GOAL OF THE EXERCISE:
Transcribe the material below without any changes, starting at the line that contains "[mark] the beige" and continuing through the end, both ends included.

RECORDS SUPPLIED:
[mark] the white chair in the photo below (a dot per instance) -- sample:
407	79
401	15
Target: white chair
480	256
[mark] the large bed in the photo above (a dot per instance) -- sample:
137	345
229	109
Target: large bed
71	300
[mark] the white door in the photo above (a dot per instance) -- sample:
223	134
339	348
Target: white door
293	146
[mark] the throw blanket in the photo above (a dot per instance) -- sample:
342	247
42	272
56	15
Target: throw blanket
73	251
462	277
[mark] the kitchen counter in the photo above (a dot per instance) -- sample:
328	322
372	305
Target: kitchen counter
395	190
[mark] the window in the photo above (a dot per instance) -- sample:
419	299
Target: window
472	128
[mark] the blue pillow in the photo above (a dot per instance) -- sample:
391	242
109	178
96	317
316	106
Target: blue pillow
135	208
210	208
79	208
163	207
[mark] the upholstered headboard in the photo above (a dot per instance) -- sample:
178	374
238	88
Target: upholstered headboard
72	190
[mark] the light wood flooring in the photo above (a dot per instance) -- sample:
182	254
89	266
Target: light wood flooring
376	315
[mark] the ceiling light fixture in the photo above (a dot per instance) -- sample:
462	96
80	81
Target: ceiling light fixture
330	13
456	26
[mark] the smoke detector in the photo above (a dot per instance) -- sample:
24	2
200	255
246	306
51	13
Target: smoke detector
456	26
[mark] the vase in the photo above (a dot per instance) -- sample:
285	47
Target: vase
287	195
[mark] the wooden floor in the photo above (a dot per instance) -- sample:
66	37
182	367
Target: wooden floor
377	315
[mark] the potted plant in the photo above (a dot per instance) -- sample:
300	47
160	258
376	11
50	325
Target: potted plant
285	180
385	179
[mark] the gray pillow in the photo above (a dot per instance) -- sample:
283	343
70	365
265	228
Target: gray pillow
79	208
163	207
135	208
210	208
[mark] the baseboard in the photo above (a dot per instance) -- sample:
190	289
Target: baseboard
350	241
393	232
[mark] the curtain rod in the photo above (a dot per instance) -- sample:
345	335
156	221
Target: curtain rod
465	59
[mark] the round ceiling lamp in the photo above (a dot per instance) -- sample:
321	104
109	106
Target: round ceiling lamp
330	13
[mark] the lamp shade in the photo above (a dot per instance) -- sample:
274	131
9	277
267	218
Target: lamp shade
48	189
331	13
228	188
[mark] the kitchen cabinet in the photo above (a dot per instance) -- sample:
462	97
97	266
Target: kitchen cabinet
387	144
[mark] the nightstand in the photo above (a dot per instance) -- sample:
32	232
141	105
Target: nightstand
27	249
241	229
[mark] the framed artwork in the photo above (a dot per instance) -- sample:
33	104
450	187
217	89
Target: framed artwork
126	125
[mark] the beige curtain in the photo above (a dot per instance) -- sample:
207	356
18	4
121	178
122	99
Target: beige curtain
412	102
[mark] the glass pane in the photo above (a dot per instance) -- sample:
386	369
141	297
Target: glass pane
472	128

TASK RESULT:
[mark] the beige curtain in the photo above (a dot per instance) -- sample:
207	356
18	4
121	178
122	99
Target: beige curtain
412	102
[mark] the glass pane in the photo above (a dot per instance) -- sample:
386	369
141	297
Target: glass pane
472	128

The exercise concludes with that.